**ページ抜粋:**
株式会社Aに係わる全ての関係者及び代表取締役、取締役、監査役、使用人、主任者、責任者他、個人を特定できる個人情報に係わる全ての関係者の住所、氏名、連絡先などの部分 - 同年3月27日、実施機関は、条例第13条第1項の規定により、本件行政文書について、(1)の部分を公開するとの部分公開決定(以下「本件決定」という。)を行い、その旨を請求者に通知するとともに、条例第17条第3項の規定により、公開決定をした理由を(2)のとおり付して異議申立人に通知した。
- (1)公開することと決定した部分
本件行政文書のうち、以下の部分を除く部分
法人代表者の印影、変更届出書における変更後の住所のうち、登記簿に記載されていない部分、代表者個人の携帯電話番号、残貸付債権額及び債務者数 - (2)公開決定をした理由
行政文書公開請求に対する公開・非公開の決定は、条例の規定に則して行うものであり、本件行政文書(公開部分)に記録されている情報については、当該法人及びその事業の性質等を考慮すると、当該法人の競争上の地位、その他正当な利益を害するとは認められず、条例第8条第1項第1号に該当しない。
また、本件行政文書(公開部分)に記載されている情報については、個人のプライバシーに関する情報であって、特定の個人が識別されるもののうち、一般に他人に知られたくないと望むことが正当であるとは認められず、条例第9条第1号には該当しない。
そのほか、条例第8条第1項各号又は第9条各号(非公開情報)に該当しないため。
- (1)公開することと決定した部分
- 同年4月11日、異議申立人は、本件決定を不服として行政不服審査法第6条の規定により、本件決定の取り消しを求める異議申立てを行った。
また、同日、異議申立人は、行政不服審査法第48条において準用する同法第34条第2項に基づき、執行の停止の申立てを行い、同年4月16日、実施機関が執行の停止を決定して、その旨を異議申立人及び請求者に通知している。
第三 異議申立ての趣旨
本件決定を取り消し、全部非公開を求める。
第四 異議申立人の主張要旨
異議申立人の主張は、概ね次のとおりである。
- この案件による行政文書の公開は民法第1条の信義則の原則に反し、権利濫用である。
- 異議申立人は、貸金業を2年以上前に廃業した。現在、残高も非常に少額で、債務超過により廃業後、清算、解散もままならず、営業活動どころか回収業務も行っていない。そのような法人に競争上の地位とは何を示すのか。貸金業者としての競争をする事もなく、地位も確立していない。また、正当な利益を害するという趣旨も理解できない。このような残高の少なく資産のない法人は、各代表や役員を個人追及されることが多く、そのしわ寄せが来る。情報公開という手段を講じなくとも、十分に弊社のことを知り得る情報は、登記簿上で確認できる。個人を守るという事は正当な利益を害されるという事ではないのか。その条例の解釈を再度、検討していただきたい。貸金業対策課の担当の指導、要請により届出はしたが、実際は営業所ではなく、個人宅である。届けたために居住地をあたかも営業所と追及され、土足で踏みにじられるような事があれば、自宅で居住する家族が困惑する事が容易に推測できる。

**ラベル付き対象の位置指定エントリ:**
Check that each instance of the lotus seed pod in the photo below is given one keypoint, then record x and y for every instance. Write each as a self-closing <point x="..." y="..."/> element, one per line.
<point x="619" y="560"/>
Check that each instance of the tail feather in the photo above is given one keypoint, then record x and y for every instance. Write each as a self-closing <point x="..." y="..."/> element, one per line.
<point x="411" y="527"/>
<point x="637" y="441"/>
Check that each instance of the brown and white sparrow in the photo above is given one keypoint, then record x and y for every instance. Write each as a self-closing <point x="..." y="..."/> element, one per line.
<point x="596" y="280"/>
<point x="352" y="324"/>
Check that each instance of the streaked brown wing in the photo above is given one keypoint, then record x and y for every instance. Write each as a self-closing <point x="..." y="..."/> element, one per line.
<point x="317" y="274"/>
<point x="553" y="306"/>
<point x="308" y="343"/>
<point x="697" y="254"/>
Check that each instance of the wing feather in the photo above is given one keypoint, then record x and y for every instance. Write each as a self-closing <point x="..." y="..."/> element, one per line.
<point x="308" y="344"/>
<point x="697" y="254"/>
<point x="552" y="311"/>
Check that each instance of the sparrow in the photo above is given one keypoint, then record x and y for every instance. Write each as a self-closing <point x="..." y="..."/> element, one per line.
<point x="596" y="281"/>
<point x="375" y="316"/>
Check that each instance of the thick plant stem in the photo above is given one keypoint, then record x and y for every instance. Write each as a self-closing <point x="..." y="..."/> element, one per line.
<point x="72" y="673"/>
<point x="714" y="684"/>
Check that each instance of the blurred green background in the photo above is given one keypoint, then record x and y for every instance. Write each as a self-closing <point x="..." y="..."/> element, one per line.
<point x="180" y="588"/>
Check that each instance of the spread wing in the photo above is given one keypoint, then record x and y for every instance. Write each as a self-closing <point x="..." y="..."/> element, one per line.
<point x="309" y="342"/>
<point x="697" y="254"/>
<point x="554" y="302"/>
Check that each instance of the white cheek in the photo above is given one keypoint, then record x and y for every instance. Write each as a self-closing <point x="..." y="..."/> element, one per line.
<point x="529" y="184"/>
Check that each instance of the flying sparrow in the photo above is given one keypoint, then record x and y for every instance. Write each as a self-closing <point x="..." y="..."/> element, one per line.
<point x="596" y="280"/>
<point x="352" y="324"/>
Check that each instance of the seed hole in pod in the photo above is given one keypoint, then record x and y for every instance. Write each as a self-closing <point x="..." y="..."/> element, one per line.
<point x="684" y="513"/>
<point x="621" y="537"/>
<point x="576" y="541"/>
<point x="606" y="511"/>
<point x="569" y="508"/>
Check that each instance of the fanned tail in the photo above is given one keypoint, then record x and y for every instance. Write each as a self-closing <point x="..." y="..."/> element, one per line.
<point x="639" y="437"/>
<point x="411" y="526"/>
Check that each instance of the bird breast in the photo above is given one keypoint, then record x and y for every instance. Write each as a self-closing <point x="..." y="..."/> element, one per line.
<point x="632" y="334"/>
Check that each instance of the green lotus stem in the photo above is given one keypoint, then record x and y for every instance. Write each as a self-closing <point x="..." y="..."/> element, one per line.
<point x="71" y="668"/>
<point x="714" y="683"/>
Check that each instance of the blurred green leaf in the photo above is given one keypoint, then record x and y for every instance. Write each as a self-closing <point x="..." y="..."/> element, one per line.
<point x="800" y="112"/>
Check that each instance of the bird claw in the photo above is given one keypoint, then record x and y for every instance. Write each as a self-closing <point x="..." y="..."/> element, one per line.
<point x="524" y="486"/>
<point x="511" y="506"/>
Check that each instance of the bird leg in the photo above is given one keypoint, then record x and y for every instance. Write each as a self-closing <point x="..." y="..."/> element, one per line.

**作業目標:**
A) 行データのうち、「Check that each instance of the blurred green leaf」を含む行から行データの末尾までを、両端を含めて一字一句変えずに出力せよ。
B) 異議申立ての文書について、示された最後の文の後から続きを書け。
異議申立ての文書と行データは、互いに独立した別個の資料である。

**期待される結果:**
A)
Check that each instance of the blurred green leaf in the photo above is given one keypoint, then record x and y for every instance. Write each as a self-closing <point x="..." y="..."/> element, one per line.
<point x="800" y="112"/>
Check that each instance of the bird claw in the photo above is given one keypoint, then record x and y for every instance. Write each as a self-closing <point x="..." y="..."/> element, one per line.
<point x="524" y="486"/>
<point x="511" y="506"/>
Check that each instance of the bird leg in the photo above is given one keypoint, then record x and y for every instance. Write each as a self-closing <point x="..." y="..."/> element, one per line.

B)
条例や府庁担当者が配慮、考慮して、そのような一般個人を保護して判断する事を望む。 - これこそ条例第8条第1項各号又は、同条例第9条各号に該当しないで、何が該当しえるのか。
- 自身は自分で守る。家族を守る。このような行為を頑張って行っても、国が保護してもらえない。廃業して、競争もなく、地位も資産もない法人に何が出来るというのか?そうなれば個人が追及されることは目に見えて明らかである。法人とはいえ個人商店となんら変わりないのである。その個人のプライバシーを容易に開示する。しかも府庁担当者の強硬な指導の下、説明もしたが、直ちに対応して、届出をした直後に、このような通知書が送付されるとは、あまりにも配慮に欠けた行為であり、遺憾の意を示すものである。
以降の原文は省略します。